The task: Extract each line below that contains the word "white".

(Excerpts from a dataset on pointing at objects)

════

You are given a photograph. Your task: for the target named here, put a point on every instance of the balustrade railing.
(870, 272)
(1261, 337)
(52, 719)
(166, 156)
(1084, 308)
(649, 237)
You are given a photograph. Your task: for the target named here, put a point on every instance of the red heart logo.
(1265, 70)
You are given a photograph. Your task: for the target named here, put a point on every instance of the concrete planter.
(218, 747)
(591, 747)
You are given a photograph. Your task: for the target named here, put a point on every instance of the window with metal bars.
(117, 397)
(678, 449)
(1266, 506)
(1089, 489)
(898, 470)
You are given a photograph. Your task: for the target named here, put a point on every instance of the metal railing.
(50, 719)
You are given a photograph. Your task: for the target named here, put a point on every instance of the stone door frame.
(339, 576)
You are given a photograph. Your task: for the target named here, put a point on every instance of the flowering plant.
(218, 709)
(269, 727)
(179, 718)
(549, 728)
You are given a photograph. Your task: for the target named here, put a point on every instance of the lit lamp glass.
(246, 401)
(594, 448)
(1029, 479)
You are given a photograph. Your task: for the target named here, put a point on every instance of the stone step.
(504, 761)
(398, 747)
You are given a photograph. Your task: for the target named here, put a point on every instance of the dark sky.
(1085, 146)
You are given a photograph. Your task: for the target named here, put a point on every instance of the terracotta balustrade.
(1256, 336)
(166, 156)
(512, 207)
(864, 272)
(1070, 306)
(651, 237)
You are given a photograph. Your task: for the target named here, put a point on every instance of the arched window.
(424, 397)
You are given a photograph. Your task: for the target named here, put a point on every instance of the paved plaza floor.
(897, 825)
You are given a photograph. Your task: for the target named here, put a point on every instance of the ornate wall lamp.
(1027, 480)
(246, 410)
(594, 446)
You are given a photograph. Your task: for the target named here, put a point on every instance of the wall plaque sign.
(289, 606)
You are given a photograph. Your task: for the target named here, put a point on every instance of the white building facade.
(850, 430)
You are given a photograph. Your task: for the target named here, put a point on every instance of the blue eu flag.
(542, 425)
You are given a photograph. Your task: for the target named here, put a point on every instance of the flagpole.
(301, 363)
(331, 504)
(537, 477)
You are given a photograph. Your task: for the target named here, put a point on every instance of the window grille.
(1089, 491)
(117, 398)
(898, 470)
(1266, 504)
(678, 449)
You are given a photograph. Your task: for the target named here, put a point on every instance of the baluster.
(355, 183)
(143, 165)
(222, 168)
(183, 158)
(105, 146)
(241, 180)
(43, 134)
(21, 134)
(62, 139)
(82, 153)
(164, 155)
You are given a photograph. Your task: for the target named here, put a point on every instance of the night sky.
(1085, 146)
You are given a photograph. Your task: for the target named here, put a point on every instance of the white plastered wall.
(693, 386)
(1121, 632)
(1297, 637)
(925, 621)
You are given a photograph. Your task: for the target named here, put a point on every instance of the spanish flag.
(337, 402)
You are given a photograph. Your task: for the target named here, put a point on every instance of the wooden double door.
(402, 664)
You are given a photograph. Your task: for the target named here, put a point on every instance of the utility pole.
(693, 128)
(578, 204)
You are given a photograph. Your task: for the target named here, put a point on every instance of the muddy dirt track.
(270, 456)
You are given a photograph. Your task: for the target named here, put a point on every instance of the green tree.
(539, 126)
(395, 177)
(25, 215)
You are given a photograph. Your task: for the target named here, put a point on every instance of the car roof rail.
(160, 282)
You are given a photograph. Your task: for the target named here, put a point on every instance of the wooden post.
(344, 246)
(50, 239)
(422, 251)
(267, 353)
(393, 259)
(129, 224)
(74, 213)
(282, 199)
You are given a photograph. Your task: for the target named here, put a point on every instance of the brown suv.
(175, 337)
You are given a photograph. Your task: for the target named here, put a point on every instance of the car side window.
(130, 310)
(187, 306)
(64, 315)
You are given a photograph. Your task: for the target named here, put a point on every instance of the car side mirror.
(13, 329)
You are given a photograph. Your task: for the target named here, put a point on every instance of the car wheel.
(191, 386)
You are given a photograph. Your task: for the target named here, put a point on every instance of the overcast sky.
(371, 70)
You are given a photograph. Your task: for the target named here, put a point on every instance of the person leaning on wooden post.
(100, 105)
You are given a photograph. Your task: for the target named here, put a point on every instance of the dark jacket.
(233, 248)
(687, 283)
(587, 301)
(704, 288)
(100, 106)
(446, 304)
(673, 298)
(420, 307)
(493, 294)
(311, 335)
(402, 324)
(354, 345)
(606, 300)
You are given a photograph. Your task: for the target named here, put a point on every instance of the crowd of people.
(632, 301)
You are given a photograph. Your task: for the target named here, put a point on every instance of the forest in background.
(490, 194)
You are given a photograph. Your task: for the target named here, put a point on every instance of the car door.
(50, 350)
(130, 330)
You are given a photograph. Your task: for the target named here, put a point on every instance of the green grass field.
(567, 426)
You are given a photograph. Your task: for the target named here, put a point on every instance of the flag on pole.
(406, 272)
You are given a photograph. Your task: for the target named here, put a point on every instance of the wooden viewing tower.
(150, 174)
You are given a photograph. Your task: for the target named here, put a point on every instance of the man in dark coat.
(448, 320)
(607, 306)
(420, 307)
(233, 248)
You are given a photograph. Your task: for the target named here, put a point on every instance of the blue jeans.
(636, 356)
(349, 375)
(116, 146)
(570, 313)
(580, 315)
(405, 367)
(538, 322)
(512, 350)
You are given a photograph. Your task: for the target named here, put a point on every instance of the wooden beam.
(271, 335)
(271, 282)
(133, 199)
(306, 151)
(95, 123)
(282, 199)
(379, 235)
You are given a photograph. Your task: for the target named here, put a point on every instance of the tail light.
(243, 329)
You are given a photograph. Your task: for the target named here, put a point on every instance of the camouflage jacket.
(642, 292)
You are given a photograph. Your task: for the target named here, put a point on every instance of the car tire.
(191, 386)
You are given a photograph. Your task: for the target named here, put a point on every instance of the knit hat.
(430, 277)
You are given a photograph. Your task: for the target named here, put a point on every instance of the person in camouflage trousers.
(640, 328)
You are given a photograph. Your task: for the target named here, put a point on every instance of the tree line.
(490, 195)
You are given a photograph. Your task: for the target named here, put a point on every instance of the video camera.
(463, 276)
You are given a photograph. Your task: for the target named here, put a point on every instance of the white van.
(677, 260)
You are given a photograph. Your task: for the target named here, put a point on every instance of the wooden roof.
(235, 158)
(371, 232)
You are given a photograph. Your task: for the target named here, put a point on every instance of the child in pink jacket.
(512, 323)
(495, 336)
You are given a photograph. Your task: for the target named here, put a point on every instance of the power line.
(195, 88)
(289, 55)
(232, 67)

════

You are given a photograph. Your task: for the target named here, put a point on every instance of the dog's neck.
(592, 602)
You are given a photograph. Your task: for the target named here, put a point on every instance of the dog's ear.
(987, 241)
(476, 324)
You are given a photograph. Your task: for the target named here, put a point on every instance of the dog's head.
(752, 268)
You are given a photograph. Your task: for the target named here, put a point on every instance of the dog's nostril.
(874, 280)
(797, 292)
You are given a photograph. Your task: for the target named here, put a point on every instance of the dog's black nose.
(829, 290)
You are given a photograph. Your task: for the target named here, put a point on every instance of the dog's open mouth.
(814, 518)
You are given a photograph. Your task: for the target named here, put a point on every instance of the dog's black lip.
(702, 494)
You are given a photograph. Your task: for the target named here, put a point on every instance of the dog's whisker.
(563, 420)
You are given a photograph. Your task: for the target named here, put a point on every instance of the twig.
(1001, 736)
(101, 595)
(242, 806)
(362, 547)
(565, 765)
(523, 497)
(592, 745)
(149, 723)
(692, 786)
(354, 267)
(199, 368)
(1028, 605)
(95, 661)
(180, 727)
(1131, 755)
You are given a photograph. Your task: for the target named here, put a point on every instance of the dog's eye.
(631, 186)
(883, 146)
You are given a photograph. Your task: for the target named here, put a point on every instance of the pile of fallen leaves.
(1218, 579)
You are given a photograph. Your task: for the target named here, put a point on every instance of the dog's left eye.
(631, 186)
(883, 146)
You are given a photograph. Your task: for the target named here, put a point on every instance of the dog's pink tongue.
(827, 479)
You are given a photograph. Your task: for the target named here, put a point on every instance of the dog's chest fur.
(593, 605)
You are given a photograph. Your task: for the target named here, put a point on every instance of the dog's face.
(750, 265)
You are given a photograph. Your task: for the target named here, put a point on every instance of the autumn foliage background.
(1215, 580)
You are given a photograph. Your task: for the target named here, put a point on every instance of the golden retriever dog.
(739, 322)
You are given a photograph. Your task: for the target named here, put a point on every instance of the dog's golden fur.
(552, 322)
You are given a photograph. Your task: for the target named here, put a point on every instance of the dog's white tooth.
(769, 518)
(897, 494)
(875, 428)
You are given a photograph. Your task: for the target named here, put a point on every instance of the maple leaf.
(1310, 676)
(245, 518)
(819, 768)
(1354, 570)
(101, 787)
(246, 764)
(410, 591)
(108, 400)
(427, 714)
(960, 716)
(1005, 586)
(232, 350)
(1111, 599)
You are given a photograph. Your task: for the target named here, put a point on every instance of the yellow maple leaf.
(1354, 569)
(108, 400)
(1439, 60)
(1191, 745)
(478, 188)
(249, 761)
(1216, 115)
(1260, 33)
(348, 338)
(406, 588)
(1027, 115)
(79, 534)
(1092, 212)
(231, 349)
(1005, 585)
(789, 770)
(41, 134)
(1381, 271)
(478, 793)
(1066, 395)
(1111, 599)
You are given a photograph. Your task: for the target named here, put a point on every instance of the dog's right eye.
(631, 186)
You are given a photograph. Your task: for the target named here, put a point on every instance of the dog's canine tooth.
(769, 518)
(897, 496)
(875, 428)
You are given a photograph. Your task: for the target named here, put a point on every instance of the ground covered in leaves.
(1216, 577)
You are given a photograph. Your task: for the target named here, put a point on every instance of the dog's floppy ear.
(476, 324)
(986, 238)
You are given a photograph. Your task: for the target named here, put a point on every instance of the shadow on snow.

════

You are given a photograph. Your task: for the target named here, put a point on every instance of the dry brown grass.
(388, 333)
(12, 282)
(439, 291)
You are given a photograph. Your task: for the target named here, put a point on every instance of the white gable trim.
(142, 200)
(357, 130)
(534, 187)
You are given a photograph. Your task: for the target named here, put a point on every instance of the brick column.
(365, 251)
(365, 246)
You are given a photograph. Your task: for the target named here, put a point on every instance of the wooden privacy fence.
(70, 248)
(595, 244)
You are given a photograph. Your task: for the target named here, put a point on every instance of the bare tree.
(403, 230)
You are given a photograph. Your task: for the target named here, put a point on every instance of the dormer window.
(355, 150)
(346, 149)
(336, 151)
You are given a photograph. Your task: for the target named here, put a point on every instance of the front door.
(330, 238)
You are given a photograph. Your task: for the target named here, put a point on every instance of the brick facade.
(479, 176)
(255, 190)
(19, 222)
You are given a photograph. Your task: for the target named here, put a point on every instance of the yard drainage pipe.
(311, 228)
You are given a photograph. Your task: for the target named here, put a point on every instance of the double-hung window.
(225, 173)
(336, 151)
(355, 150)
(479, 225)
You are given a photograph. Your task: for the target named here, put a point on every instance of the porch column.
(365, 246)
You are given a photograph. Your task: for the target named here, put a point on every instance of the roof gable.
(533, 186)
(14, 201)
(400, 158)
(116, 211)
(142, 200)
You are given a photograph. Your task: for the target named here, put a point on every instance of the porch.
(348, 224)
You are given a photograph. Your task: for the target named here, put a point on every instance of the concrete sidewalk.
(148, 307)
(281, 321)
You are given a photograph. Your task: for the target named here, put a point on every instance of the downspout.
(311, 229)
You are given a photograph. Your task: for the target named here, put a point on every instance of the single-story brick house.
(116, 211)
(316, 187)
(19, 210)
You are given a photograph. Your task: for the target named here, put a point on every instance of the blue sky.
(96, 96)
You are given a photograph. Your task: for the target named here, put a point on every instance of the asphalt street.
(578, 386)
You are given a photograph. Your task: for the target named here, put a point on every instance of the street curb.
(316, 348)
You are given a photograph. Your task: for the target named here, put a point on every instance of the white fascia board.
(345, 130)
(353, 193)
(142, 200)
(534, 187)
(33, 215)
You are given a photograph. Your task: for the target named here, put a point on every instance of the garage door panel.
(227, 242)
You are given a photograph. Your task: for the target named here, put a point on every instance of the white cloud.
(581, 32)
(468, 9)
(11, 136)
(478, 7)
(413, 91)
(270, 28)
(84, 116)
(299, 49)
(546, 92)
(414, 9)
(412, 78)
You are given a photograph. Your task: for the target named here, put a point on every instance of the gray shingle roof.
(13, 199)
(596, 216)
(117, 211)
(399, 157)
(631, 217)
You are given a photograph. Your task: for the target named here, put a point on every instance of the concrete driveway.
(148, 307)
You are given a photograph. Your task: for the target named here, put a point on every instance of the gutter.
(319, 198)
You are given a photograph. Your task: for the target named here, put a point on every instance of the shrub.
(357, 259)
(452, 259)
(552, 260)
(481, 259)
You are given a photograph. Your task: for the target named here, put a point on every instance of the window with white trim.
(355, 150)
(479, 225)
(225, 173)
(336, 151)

════

Response to the exercise:
You are given a photograph. Your task: for the target named here, put a point on every instance of the white building facade.
You are given a photograph. Your task: for the target named here, put a point on every instance of the white plastered wall.
You are given a photograph. Your task: for the target named here, put a point on every instance of the white van.
You are given a photograph. Your task: for the target named here, put a point on every instance of the dog's white tooth.
You are given a photograph. Your task: for the target named here, put a point on every instance of the white gable trim.
You are given a photograph. Your task: for the target named here, put a point on every instance of the white fascia board.
You are given a photograph. Your task: for the target named here, put a point on every instance of the white cloud.
You are given a photograph. Your task: for the target named here, put a point on every instance of the window with white trim.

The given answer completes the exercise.